## Given data
· · · · ·
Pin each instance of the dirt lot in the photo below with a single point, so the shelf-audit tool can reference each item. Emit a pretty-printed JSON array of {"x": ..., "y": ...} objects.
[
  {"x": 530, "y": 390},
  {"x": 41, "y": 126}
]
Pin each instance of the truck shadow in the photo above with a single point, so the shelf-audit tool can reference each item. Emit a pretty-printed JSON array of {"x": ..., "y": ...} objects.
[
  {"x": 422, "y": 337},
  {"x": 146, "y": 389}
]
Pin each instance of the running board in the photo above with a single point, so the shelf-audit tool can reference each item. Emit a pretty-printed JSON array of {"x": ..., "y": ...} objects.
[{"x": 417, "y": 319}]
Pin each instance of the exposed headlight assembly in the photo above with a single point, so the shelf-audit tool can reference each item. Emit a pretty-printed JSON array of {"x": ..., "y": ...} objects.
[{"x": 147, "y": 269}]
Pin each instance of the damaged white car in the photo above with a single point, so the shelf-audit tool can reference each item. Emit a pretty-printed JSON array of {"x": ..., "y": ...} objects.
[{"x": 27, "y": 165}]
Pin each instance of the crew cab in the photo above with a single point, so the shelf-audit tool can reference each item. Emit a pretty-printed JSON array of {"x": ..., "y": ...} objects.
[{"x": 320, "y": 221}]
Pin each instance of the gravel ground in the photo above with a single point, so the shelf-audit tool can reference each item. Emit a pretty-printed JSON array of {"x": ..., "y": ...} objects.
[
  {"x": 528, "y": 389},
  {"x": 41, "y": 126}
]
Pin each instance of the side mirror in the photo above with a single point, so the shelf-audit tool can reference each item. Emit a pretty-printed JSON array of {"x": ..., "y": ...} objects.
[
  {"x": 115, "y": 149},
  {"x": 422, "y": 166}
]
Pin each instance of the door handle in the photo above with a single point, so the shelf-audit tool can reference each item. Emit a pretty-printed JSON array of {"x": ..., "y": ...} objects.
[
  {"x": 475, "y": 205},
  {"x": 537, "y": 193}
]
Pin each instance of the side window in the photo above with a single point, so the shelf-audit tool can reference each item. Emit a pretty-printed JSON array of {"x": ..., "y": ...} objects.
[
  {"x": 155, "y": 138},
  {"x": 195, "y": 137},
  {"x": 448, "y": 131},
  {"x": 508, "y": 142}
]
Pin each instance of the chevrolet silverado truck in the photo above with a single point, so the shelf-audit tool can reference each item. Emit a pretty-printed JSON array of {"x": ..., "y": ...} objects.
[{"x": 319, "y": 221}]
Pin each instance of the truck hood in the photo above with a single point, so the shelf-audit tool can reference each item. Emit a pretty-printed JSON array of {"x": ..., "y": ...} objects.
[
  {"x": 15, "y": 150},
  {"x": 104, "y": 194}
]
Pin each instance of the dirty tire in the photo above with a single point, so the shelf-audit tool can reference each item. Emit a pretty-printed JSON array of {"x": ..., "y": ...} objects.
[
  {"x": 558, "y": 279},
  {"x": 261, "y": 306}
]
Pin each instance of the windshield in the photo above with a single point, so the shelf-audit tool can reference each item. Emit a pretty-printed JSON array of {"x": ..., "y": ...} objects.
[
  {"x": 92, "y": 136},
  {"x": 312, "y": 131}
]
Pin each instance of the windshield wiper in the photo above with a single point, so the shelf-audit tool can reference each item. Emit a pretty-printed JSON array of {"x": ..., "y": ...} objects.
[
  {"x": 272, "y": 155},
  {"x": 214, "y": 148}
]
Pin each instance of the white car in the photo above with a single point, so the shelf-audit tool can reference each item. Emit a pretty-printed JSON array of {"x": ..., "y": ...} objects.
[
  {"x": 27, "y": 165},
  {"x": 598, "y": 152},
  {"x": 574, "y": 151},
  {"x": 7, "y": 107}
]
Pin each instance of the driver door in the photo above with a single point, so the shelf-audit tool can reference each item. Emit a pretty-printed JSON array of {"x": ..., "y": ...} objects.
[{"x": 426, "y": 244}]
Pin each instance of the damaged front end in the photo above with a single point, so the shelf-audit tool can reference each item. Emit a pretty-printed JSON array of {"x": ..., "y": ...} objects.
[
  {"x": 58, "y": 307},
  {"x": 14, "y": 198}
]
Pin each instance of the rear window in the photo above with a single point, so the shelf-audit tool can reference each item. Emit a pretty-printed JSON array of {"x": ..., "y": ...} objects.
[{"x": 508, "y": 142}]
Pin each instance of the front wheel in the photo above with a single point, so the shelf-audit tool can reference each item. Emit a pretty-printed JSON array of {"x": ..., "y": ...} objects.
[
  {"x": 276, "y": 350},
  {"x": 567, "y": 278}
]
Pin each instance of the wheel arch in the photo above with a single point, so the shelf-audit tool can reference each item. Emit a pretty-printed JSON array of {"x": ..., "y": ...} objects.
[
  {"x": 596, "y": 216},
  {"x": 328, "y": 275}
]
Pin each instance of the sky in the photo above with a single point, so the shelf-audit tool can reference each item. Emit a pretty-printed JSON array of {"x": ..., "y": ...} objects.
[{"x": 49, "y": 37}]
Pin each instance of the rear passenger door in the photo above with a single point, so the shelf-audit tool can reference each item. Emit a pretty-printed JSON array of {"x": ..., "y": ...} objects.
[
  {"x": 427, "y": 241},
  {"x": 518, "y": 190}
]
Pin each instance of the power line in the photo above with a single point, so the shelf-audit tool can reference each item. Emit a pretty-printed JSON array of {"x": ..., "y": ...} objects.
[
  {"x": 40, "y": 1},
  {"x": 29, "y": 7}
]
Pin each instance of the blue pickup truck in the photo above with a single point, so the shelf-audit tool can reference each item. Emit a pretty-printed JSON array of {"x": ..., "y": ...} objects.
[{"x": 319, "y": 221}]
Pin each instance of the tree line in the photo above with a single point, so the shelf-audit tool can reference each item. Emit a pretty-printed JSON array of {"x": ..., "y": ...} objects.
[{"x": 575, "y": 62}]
· · · · ·
## Objective
Copy the listing above line for line without any changes.

## Reply
Pin each instance of the dirt lot in the photo below with a single point, so the shelf-audit tool can reference each item. Emit a pretty-printed JSON array of {"x": ..., "y": ...} objects.
[
  {"x": 530, "y": 390},
  {"x": 41, "y": 126}
]
Pin each instance of the truck shadow in the photo above with a single point, so the shelf-audit tool can reference each item. Emit a pretty-printed JSON array of {"x": ..., "y": ...} objects.
[
  {"x": 422, "y": 337},
  {"x": 146, "y": 389}
]
Pin each instance of the running board in the photo above with a single point, so the shelf-audit tool can reference each item. Emit a pretty-printed JSON array of {"x": ..., "y": ...} objects.
[{"x": 417, "y": 319}]
Pin each instance of the exposed headlight assembly in the photo above with a single point, so the shelf-audit tool can reference each item. Emit a pretty-printed JSON array of {"x": ..., "y": ...} objects.
[{"x": 147, "y": 269}]
Pin each instance of the damaged white car in the photo above with a single point, so the shelf-audit tool can reference each item. Emit a pretty-printed JSON array of {"x": ..., "y": ...} objects.
[{"x": 27, "y": 165}]
Pin each instance of the crew cab in the photo above with a single point, so the shelf-audit tool can reference each item. Emit a pretty-printed JSON array of {"x": ..., "y": ...} objects.
[{"x": 320, "y": 221}]
Pin each instance of the gravel ground in the photo above with a single point, so the shelf-audit tool can reference each item. Emit a pretty-printed JSON array of {"x": ..., "y": ...} objects.
[
  {"x": 528, "y": 389},
  {"x": 41, "y": 126}
]
Pin each instance of the side mirror in the photo above with a single point, so the shelf-audit tool can reference each item. Emit a pretty-printed JSON array of {"x": ..., "y": ...} objects.
[
  {"x": 115, "y": 149},
  {"x": 422, "y": 166}
]
Pin each instance of the door handle in the photo above with a single point, so the shelf-audit tool can reference each item. Emit a pretty-printed JSON array of {"x": ..., "y": ...} objects.
[
  {"x": 475, "y": 205},
  {"x": 537, "y": 193}
]
Pin each instance of the side window in the photo above with a single point, so the shelf-audit tool can reference each item. Emit a pretty-printed JSON array of {"x": ..., "y": ...} objects.
[
  {"x": 155, "y": 138},
  {"x": 195, "y": 137},
  {"x": 448, "y": 131},
  {"x": 508, "y": 142}
]
Pin each instance of the chevrolet silverado truck in the photo above with a single point, so the shelf-audit tool can reference each item. Emit a pretty-printed JSON array of {"x": ..., "y": ...} objects.
[{"x": 319, "y": 221}]
Pin each instance of the truck hood in the photo above with a single point, so the shelf-audit tool can reference each item. Emit a pretty-printed JSON array of {"x": ..., "y": ...} objects.
[
  {"x": 15, "y": 150},
  {"x": 104, "y": 194}
]
Pin each instance of the dirty tire in the photo above with a single point, so the shelf-audit tool can reference each item. Emit a pretty-printed JSON array of {"x": ..., "y": ...} objects.
[
  {"x": 558, "y": 279},
  {"x": 261, "y": 306}
]
Pin each instance of the windshield in the photo above with a single point, so the shelf-audit tool can reference each item. Emit a pretty-printed JSON array of {"x": ..., "y": ...} objects.
[
  {"x": 92, "y": 136},
  {"x": 312, "y": 131}
]
Pin each instance of the windshield wiper in the photo above with a single point, so the shelf-audit tool can reference each item. Emit a pretty-printed JSON array of {"x": ..., "y": ...} objects.
[
  {"x": 272, "y": 155},
  {"x": 214, "y": 148}
]
Pin each instance of the white car in the photo above with a single point, so the shelf-audit tool can reference each item. Emit a pretty-printed JSON array of {"x": ..., "y": ...} objects.
[
  {"x": 27, "y": 165},
  {"x": 598, "y": 152},
  {"x": 574, "y": 151},
  {"x": 7, "y": 107}
]
Pin each instance of the driver door in the photo above with a single point, so the shelf-audit tool can reference each item. Emit a pretty-printed JSON array of {"x": ..., "y": ...} objects.
[{"x": 426, "y": 244}]
Pin each instance of the damaged front end in the photo above with a single point, so the shelf-audit tool can reference each item. Emit a pretty-printed JSON array of {"x": ..., "y": ...} objects.
[
  {"x": 58, "y": 307},
  {"x": 14, "y": 198}
]
Pin each instance of the rear window in the photo above with a single point, so the shelf-audit tool can reference each item. Emit a pretty-printed JSON array of {"x": ..., "y": ...} objects.
[{"x": 508, "y": 142}]
Pin each instance of the front wheel in the photo above with a single point, so the shelf-audit tool can reference each item. Emit a pretty-printed JSON array of {"x": ..., "y": ...} objects.
[
  {"x": 276, "y": 350},
  {"x": 567, "y": 278}
]
Pin each instance of the wheel arch in the photo above with a single point, so the shelf-audit tool can reference each item. Emit a pretty-printed JSON array of {"x": ..., "y": ...} objects.
[
  {"x": 596, "y": 216},
  {"x": 328, "y": 275}
]
Pin each instance of the sky in the photo above with a single point, so the shelf-audit tool can reference each item. Emit a pretty-printed JSON array of {"x": ..., "y": ...} objects.
[{"x": 49, "y": 37}]
Pin each instance of the rear passenger door in the photo above with a single point, so the shelf-audit tool can reference each item. Emit a pretty-printed JSON array of {"x": ..., "y": ...} objects.
[
  {"x": 427, "y": 241},
  {"x": 518, "y": 190}
]
Pin each instance of the power line in the photo above with a single point, so the shelf-audit tool can reference each item. Emit a pretty-printed JSON array of {"x": ..., "y": ...} objects.
[
  {"x": 40, "y": 1},
  {"x": 29, "y": 7}
]
Pin each instance of the blue pickup truck in the photo above with a single point, so the shelf-audit tool can reference each item. Emit a pretty-printed JSON array of {"x": ..., "y": ...} objects.
[{"x": 319, "y": 221}]
Pin each instance of the tree line in the photo above with a single point, so the shelf-audit tool can reference each item. Emit a pretty-printed JSON array of {"x": ..., "y": ...} objects.
[{"x": 575, "y": 62}]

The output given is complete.